● Given records:
>> Begin

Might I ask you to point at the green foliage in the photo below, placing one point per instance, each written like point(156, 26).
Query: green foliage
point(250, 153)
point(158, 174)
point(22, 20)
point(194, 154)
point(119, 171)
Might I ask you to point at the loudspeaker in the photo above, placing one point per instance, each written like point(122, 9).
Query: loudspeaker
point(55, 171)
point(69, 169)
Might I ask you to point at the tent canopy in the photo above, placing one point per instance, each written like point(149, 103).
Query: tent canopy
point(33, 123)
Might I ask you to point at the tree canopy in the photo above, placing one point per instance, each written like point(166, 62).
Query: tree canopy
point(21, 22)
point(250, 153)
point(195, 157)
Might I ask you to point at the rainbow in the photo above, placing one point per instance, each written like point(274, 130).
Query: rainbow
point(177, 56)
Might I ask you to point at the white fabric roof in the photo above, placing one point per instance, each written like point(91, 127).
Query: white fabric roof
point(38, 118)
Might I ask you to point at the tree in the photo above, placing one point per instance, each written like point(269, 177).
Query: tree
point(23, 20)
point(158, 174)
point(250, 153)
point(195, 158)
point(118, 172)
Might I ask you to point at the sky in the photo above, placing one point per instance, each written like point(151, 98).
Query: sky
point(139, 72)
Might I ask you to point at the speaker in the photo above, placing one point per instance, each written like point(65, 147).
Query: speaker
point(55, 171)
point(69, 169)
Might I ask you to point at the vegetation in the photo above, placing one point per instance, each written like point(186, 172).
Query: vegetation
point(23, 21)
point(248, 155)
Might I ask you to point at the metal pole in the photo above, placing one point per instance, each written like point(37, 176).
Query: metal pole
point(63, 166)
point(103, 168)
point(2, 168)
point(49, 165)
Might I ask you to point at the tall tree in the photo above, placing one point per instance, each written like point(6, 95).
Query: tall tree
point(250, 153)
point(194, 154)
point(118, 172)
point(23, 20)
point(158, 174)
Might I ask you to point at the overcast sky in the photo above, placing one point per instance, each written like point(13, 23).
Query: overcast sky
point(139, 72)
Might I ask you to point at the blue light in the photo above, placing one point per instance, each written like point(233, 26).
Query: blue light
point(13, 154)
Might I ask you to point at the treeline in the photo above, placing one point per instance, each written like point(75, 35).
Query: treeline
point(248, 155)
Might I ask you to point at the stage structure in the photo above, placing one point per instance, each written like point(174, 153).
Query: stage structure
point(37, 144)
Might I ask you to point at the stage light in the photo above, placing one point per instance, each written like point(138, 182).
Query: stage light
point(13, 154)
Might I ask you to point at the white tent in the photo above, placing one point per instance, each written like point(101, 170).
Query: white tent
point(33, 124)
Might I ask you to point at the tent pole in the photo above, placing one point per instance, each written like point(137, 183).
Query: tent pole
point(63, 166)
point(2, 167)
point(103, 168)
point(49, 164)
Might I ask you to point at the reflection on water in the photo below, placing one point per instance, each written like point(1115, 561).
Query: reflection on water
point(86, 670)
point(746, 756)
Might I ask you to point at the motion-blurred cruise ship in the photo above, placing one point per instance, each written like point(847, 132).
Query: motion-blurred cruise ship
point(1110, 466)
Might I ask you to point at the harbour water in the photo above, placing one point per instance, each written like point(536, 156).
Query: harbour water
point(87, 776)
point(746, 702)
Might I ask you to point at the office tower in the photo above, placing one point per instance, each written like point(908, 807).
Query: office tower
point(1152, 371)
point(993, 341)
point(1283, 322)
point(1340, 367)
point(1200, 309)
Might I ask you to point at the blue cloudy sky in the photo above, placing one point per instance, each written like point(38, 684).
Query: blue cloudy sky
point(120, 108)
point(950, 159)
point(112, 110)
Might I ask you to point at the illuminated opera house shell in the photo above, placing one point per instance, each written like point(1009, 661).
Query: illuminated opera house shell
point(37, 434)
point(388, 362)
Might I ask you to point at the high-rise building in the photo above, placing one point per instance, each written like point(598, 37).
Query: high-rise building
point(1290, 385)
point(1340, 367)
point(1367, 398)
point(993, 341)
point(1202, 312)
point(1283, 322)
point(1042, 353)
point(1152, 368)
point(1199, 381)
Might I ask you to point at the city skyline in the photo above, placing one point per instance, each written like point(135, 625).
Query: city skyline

>> End

● What to produce:
Could you reproduce every item above word for word, with each line unchanged and in the same order?

● Response below:
Might I ask you to point at the green foliage in the photo below, placing one point per instance, each written like point(156, 26).
Query: green foliage
point(250, 153)
point(158, 174)
point(22, 20)
point(194, 154)
point(119, 171)
Might I ask you to point at the loudspeaker in the photo above, placing one point per instance, each written like point(122, 9).
Query: loudspeaker
point(55, 171)
point(69, 169)
Might I ask you to point at the tent canopy in the photo above, placing one point per instance, each written like point(149, 103).
Query: tent canopy
point(33, 123)
Might I ask you to point at the tree canopy in the photo above, placing one point per instance, each written like point(166, 62).
Query: tree canopy
point(21, 22)
point(250, 153)
point(195, 157)
Might I ask you to point at the rainbow in the photo above, placing one point per instance, each written like point(274, 130).
Query: rainbow
point(177, 56)
Might I ask you to point at the white fabric roof in the photo above, placing one point per instance, each written like point(91, 127).
Query: white fabric roof
point(38, 118)
Might I ask you to point at the tree in the photo above, placing one point per instance, each written like point(269, 177).
Query: tree
point(23, 20)
point(158, 174)
point(250, 153)
point(195, 158)
point(118, 172)
Might I ask you to point at the sky in the photo above, placing one point per instance, each written like point(151, 98).
Query: sky
point(139, 72)
Might I ask you to point at the speaker in the photo above, placing one point per instance, each written like point(65, 147).
Query: speaker
point(55, 171)
point(69, 169)
Might I ask you to point at the vegetation in the photo above, placing one point per instance, each written like point(186, 172).
Query: vegetation
point(23, 21)
point(248, 155)
Might I ask you to point at the metal pole in the photo above, placing one point per instance, each written like point(37, 176).
Query: metal pole
point(63, 166)
point(103, 168)
point(2, 168)
point(49, 165)
Might I ask you to point at the tall tree in the photo above, placing one point per instance, each written like point(6, 95).
Query: tall tree
point(250, 153)
point(194, 154)
point(118, 172)
point(23, 20)
point(158, 174)
Might I ask you to point at the overcast sky in the photo above, placing one point per instance, each written like point(13, 23).
Query: overcast sky
point(139, 72)
Might I ask you to point at the blue light in the photo above, placing one point per instance, each written like point(233, 26).
Query: blue light
point(13, 154)
Might I ask you to point at the treeline in the photo above, placing one point per instance, each written like point(75, 35).
Query: treeline
point(248, 155)
Might I ask you to point at the stage structure in the photo above, placing one point per instance, each written like point(174, 153).
Query: stage structure
point(37, 144)
Might I ask you to point at the stage light in the photo above, placing one point per instance, each written like point(138, 182).
Query: stage light
point(13, 154)
Might I ask you to point at the white tent in the photo above, placing one point per instance, each written like point(101, 170).
Query: white tent
point(33, 124)
Might I ask you to point at the tent pole in the photo above, placing one point per instance, each written like point(137, 183).
Query: tent pole
point(63, 166)
point(2, 167)
point(103, 168)
point(49, 164)
Might I ask you to point at the reflection on water in the photo below, placing one point per instance, each written like point(1115, 561).
Query: reflection on water
point(86, 670)
point(746, 756)
Might I ask you to point at the motion-blurred cruise ship in the photo above, placing one point per instance, each written like point(847, 132).
Query: motion-blurred cruise ship
point(1110, 466)
Might I ask you to point at the harbour water in the photo above, placing one point per instance, each written like point(536, 156).
Query: harbour water
point(87, 776)
point(746, 702)
Might I ask you to point at the office tower in the photo above, placing one point per instance, each written like point(908, 807).
Query: office tower
point(1152, 371)
point(993, 341)
point(1283, 322)
point(1340, 367)
point(1200, 309)
Might I ask you to point at the blue cloudy sky in the photo above, placing one point per instance, each written like point(38, 684).
Query: blue cloudy sky
point(120, 108)
point(950, 159)
point(112, 110)
Might I ask you to point at the illuminated opera house shell in the photo above, placing one point per instance, each written like point(1009, 661).
Query: illuminated opera house shell
point(37, 434)
point(388, 362)
Might I ask you to point at the high-rise building in the photo above, placing one point per instance, each written like point(598, 37).
Query: high-rise building
point(1290, 385)
point(1340, 367)
point(1367, 398)
point(993, 341)
point(1202, 312)
point(1283, 322)
point(1042, 353)
point(1152, 368)
point(1199, 381)
Might I ask you to point at the city skyline in the photo above, placing one point per instance, each written like point(135, 625).
Query: city skyline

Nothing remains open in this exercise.